▶ **ABOUT THIS TASK**: This task calls for the complete listing below, reproduced exactly.

▶ **SUPPLIED DATA**:
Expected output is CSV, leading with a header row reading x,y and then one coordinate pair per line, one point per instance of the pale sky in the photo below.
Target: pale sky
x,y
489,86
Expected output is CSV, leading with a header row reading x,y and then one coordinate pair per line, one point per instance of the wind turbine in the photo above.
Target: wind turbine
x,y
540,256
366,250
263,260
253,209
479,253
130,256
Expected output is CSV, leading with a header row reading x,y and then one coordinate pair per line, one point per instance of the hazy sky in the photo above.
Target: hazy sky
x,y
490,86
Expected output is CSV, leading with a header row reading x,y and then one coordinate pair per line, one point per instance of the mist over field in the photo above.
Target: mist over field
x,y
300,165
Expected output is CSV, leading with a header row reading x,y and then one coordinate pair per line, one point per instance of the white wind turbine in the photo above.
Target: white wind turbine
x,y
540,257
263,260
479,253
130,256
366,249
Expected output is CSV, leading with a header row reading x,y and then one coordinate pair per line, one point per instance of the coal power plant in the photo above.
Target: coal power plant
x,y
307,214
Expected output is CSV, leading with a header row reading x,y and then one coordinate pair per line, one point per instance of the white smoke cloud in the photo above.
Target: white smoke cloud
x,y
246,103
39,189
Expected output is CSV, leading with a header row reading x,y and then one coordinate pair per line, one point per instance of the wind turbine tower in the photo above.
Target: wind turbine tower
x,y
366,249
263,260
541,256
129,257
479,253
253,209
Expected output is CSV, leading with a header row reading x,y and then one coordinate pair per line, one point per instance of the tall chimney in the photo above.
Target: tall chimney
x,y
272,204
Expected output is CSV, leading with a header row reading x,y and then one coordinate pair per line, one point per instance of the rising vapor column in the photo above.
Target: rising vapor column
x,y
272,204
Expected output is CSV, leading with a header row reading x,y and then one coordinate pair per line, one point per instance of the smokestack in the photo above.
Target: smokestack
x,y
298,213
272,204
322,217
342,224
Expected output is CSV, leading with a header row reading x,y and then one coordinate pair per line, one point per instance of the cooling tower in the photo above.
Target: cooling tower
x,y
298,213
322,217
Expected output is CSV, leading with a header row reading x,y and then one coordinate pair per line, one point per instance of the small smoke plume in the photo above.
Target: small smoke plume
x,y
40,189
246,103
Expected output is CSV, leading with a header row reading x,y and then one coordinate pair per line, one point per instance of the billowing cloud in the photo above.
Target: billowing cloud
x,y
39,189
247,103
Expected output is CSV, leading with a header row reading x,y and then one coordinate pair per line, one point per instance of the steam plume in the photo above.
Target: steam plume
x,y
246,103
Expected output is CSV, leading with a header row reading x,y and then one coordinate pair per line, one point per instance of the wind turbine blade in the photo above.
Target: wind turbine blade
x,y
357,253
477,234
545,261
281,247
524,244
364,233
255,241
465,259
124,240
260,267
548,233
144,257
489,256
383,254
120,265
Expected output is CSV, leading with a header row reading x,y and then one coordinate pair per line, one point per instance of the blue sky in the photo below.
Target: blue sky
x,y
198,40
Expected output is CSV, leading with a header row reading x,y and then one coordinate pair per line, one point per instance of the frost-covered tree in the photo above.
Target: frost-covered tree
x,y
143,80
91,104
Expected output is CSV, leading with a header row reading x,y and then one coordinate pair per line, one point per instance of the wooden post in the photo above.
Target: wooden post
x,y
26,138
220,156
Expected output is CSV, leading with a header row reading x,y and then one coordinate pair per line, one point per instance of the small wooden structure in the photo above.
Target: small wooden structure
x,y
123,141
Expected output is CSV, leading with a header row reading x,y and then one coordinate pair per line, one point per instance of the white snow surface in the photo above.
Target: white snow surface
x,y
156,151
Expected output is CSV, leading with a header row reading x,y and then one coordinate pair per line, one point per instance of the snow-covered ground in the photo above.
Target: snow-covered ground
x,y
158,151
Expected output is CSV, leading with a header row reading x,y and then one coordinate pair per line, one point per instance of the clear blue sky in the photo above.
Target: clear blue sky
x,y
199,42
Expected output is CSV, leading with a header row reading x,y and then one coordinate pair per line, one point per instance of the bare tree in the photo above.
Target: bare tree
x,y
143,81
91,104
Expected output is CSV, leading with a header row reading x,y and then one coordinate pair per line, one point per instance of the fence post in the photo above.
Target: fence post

▶ **SOLUTION**:
Expected output is CSV, leading with a header row reading x,y and then one coordinate pair per line, one point per instance of the pale sky in the photo below.
Target: pale sky
x,y
489,86
Expected output is CSV, leading with a header row reading x,y and then one coordinate pair per line, one point per instance of the wind turbine in the photo above.
Target: wind turbine
x,y
540,256
366,250
263,260
253,209
479,253
130,256
Expected output is CSV, leading with a header row reading x,y and then one coordinate pair per line, one point per instance of the hazy sky in the photo above.
Target: hazy sky
x,y
490,86
Expected output is CSV, leading with a header row reading x,y and then one coordinate pair per line, one point per instance of the mist over field in the photo above.
Target: mist over field
x,y
300,165
Expected output is CSV, leading with a header row reading x,y and then one coordinate pair per line, one point per instance of the white wind turbine in the photo above.
Target: white wind turbine
x,y
540,257
263,260
479,253
130,256
366,249
Expected output is CSV, leading with a header row reading x,y and then one coordinate pair per line, one point per instance of the coal power plant in the photo above.
Target: coal power plant
x,y
307,214
Expected output is CSV, leading with a header row reading x,y and then one coordinate pair per line, one point per instance of the white smoke cloud in the photo above.
Target: white smoke cloud
x,y
246,103
39,189
Expected output is CSV, leading with a header row reading x,y and then one coordinate pair per line, one point per instance of the wind turbine tower in the photo above.
Target: wind turbine tower
x,y
366,249
263,260
541,256
129,257
479,253
253,209
Expected output is CSV, leading with a header row reading x,y and then one coordinate pair per line, one point per instance of the tall chimney in the photo above.
Target: tall chimney
x,y
272,204
Expected output is CSV, leading with a header row reading x,y and then one coordinate pair per line, one point per instance of the rising vapor column in the photo above.
Target: rising vapor column
x,y
272,204
Expected output is CSV, leading with a header row reading x,y and then one coordinate pair per line, one point per instance of the smokestack in the photo above.
Target: smokestack
x,y
298,213
272,204
322,217
342,224
Expected output is CSV, leading with a header row reading x,y and then one coordinate pair per line, one point per instance of the cooling tower in the photo above.
Target: cooling tower
x,y
298,213
322,217
Expected output is CSV, leading with a header row reading x,y and then one coordinate pair per line, one point per instance of the small smoke plume in the photo above.
Target: small smoke plume
x,y
40,189
246,103
Expected output is CSV, leading with a header row reading x,y and then one coordinate pair per line, one point per instance of the billowing cloud in the photo above.
Target: billowing cloud
x,y
39,189
247,103
Expected output is CSV, leading with a header row reading x,y and then one coordinate pair per line, one point per instance of the steam plume in the photo above.
Target: steam plume
x,y
246,103
Expected output is CSV, leading with a header row reading x,y and then one coordinate pair per line, one point per instance of the wind turbine blade in the photo above.
Target: wind turbine blade
x,y
357,253
477,234
545,261
281,247
524,244
364,233
255,241
465,259
124,240
260,267
548,233
144,257
489,256
383,254
120,265
Expected output is CSV, leading with a header row reading x,y and then one coordinate pair per line, one point per instance of the blue sky in the photo below.
Target: blue sky
x,y
198,40
Expected output is CSV, leading with a header row reading x,y and then one coordinate pair per line, one point per instance of the frost-covered tree in the photo above.
Target: frost-covered tree
x,y
143,80
91,104
Expected output is CSV, leading with a header row reading x,y and then one coordinate pair per line, one point per instance of the wooden post in the photo above.
Target: wooden post
x,y
26,138
220,156
Expected output is CSV, leading with a header row reading x,y and then one coordinate pair per line, one point per instance of the small wooden structure in the photo above.
Target: small wooden structure
x,y
123,141
Expected output is CSV, leading with a header row reading x,y and then one coordinate pair per line, one point per instance of the white snow surface in the photo above.
Target: white snow surface
x,y
156,151
Expected output is CSV, leading with a header row reading x,y and then one coordinate pair per line, one point per instance of the snow-covered ground in the photo above.
Target: snow-covered ground
x,y
158,151
Expected output is CSV, leading with a header row reading x,y and then one coordinate pair per line, one point per instance of the clear blue sky in the photo above.
Target: clear blue sky
x,y
199,42
Expected output is CSV, leading with a header row reading x,y and then one coordinate pair per line, one point per instance of the bare tree in the photo above.
Target: bare tree
x,y
143,81
91,104
Expected output is CSV, leading with a header row reading x,y and then one coordinate pair per line, one point per instance of the fence post in the photo above.
Target: fence post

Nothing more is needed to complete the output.